» **Assignment**
Scan the records below, and wherever a line has the word "correct", pull it out.

» **Data supplied**
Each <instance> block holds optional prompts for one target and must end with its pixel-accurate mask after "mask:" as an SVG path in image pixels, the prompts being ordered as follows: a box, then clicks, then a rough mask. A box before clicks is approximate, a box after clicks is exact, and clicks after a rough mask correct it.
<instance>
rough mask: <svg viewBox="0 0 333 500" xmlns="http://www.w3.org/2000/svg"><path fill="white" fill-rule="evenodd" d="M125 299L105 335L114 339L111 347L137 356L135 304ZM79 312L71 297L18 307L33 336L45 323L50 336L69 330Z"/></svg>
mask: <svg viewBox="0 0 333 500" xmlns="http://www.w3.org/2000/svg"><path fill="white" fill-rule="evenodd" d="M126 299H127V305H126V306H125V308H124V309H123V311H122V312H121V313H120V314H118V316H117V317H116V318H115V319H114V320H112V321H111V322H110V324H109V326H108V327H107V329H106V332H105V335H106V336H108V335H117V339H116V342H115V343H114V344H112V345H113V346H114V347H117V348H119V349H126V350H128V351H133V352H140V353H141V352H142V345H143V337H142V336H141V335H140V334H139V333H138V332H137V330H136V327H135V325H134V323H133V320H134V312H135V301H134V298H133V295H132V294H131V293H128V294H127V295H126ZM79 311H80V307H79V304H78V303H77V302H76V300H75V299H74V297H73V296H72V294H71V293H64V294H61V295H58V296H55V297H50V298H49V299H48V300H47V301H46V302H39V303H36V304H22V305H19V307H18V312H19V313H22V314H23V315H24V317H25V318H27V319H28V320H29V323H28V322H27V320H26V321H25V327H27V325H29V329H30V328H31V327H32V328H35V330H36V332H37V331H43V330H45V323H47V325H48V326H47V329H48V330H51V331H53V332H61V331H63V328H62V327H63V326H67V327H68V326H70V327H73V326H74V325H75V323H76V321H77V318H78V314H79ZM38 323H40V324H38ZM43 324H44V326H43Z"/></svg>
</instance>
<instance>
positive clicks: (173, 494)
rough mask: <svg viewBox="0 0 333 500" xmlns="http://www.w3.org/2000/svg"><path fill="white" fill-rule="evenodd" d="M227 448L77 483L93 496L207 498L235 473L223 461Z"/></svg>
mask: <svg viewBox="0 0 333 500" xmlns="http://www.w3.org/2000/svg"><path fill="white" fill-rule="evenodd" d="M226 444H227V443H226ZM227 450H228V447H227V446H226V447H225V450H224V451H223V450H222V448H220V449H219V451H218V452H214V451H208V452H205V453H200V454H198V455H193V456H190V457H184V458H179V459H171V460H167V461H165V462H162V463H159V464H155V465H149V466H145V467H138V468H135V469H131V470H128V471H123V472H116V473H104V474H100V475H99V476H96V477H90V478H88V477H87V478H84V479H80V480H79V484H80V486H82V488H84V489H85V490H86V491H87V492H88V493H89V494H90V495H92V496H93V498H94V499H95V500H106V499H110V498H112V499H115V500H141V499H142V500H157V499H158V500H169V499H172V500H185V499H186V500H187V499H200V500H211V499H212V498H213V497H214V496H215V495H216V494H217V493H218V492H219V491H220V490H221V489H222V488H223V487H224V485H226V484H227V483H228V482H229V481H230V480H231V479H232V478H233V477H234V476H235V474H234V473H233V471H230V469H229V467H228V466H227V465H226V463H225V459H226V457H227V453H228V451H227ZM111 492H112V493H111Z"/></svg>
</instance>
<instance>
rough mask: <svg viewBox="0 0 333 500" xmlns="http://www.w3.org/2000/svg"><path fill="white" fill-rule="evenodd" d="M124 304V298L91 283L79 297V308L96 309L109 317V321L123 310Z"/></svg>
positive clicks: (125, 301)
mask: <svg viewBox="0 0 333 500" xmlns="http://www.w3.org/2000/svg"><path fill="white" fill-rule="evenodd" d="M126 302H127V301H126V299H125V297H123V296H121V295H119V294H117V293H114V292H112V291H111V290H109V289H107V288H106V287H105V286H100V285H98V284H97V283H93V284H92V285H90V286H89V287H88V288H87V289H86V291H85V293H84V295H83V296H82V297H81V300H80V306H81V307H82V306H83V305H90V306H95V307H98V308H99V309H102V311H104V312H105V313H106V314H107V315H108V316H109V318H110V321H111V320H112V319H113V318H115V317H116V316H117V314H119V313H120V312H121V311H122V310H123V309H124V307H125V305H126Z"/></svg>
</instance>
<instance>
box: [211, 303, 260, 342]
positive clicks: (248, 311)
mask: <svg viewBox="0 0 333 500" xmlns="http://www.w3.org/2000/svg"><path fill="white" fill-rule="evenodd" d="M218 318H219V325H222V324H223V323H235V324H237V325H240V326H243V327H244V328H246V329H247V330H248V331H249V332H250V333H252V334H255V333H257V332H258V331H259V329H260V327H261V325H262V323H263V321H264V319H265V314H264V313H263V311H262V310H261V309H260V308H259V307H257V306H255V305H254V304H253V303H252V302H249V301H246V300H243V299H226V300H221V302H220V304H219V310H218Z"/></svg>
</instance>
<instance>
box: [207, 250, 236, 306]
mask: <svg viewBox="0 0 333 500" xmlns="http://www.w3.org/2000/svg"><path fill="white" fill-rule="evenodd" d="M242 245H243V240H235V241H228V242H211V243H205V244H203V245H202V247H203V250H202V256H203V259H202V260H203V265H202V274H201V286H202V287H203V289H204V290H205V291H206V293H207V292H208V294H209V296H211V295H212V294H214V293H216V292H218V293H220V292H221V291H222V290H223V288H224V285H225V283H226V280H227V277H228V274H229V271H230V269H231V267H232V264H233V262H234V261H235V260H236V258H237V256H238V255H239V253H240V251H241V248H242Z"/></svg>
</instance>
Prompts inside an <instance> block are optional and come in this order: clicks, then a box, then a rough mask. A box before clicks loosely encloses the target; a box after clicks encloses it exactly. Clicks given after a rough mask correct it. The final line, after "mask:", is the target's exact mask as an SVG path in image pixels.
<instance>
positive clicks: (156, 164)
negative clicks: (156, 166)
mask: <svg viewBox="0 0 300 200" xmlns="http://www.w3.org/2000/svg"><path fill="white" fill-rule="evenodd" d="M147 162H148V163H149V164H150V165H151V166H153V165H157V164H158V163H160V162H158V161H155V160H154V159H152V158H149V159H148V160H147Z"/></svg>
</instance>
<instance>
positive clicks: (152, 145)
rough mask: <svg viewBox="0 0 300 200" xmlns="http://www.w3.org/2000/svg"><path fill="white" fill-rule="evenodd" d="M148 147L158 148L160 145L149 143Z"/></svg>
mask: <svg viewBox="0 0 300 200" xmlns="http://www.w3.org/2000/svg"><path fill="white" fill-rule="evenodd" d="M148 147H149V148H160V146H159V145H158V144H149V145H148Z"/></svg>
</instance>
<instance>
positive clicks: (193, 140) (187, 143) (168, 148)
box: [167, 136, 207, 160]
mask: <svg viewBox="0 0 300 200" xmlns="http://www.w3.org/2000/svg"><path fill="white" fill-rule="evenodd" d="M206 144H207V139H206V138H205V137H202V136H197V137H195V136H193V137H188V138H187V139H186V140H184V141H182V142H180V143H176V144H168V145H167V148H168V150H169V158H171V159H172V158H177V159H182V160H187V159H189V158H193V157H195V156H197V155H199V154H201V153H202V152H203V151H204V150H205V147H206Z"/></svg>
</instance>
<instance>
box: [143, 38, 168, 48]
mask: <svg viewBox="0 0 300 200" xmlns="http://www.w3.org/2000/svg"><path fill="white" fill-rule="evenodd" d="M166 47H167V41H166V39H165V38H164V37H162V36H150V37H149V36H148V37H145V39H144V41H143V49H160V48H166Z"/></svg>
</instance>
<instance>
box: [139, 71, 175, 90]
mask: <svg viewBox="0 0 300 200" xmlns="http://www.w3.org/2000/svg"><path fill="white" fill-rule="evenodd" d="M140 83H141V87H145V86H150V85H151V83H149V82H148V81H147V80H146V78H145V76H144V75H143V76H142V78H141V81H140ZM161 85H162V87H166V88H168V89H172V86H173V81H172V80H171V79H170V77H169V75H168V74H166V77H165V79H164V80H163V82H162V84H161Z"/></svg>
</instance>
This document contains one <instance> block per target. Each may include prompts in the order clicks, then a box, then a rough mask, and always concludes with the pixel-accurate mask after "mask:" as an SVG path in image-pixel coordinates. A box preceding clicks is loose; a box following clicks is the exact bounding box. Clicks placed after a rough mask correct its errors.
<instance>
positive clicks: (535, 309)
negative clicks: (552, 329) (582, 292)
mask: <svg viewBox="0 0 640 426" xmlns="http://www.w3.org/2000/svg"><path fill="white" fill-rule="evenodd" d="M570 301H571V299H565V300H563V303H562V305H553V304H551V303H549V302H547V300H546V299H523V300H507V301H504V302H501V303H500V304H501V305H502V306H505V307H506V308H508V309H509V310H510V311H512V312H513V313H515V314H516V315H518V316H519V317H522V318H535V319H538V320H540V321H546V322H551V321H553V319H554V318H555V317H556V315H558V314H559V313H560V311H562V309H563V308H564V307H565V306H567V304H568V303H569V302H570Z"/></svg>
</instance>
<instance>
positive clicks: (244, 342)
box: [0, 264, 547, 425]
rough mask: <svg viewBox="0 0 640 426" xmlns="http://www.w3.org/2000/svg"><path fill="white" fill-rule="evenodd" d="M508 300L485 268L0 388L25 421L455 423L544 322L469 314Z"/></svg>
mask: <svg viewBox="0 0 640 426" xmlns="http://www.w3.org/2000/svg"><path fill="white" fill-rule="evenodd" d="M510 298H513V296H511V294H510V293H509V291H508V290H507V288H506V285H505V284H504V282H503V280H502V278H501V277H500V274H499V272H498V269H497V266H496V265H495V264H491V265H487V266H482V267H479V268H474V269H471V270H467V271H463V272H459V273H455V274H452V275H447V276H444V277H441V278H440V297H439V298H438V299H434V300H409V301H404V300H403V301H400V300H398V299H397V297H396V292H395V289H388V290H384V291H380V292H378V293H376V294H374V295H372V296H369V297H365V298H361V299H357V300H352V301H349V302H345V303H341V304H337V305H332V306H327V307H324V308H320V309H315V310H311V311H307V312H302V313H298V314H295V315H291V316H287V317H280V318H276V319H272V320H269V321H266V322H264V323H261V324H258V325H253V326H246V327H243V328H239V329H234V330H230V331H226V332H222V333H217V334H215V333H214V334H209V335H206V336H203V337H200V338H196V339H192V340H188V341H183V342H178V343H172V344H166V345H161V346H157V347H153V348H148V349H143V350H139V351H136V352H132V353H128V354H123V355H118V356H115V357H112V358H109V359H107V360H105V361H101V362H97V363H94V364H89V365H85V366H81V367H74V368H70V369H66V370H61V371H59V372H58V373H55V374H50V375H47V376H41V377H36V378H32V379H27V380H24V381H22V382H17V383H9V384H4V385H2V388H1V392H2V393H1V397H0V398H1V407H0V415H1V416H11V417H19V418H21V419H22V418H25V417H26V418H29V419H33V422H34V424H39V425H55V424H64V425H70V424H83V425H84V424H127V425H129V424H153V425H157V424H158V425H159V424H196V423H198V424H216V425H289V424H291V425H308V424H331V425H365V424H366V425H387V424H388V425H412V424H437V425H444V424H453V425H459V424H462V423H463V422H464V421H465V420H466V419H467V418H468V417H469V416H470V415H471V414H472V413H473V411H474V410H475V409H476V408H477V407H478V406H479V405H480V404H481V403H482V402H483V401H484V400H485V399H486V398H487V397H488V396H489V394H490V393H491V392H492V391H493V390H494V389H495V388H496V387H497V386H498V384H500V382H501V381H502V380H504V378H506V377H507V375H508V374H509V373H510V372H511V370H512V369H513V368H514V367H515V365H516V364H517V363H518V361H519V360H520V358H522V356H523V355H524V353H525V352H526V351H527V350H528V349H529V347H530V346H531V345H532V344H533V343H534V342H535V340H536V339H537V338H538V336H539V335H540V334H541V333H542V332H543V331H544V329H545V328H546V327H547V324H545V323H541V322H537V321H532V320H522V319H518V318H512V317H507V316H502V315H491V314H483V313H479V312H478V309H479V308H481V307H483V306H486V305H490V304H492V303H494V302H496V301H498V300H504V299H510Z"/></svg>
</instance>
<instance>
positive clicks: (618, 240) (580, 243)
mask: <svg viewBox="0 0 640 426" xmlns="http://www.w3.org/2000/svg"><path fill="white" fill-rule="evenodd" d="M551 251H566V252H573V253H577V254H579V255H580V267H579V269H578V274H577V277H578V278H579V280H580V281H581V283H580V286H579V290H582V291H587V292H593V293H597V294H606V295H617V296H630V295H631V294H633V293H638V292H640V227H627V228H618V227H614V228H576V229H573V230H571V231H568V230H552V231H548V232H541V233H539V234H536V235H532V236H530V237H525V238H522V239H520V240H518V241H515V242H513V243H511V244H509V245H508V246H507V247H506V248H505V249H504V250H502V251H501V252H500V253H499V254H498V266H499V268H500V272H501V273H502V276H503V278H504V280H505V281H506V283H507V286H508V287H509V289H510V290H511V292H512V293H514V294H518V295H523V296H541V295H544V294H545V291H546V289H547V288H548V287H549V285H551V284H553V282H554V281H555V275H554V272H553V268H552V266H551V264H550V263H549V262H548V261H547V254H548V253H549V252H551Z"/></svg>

» **Exercise solution**
Each <instance> block holds optional prompts for one target and must end with its pixel-accurate mask after "mask:" as an SVG path in image pixels, the prompts being ordered as follows: a box, then clicks, then a rough mask. A box before clicks is approximate, a box after clicks is exact, and clicks after a rough mask correct it.
Prompts inside an <instance> block are optional and come in this order: clicks, then a box, then a rough mask. A box before clicks loosely encloses the target; a box after clicks encloses it exactly. Clicks given after a rough mask correct it. The final line, after "mask:", is the target's exact mask as an SVG path in image pixels.
This document contains one <instance> block per target. Each may include prompts in the order clicks, then a box, then a rough mask, and always concludes with the pixel-accurate mask after "mask:" as an SVG path in image-pixel coordinates. A box preceding clicks is loose; a box following clicks is the exact bounding box. Clicks placed after a rough mask correct its errors.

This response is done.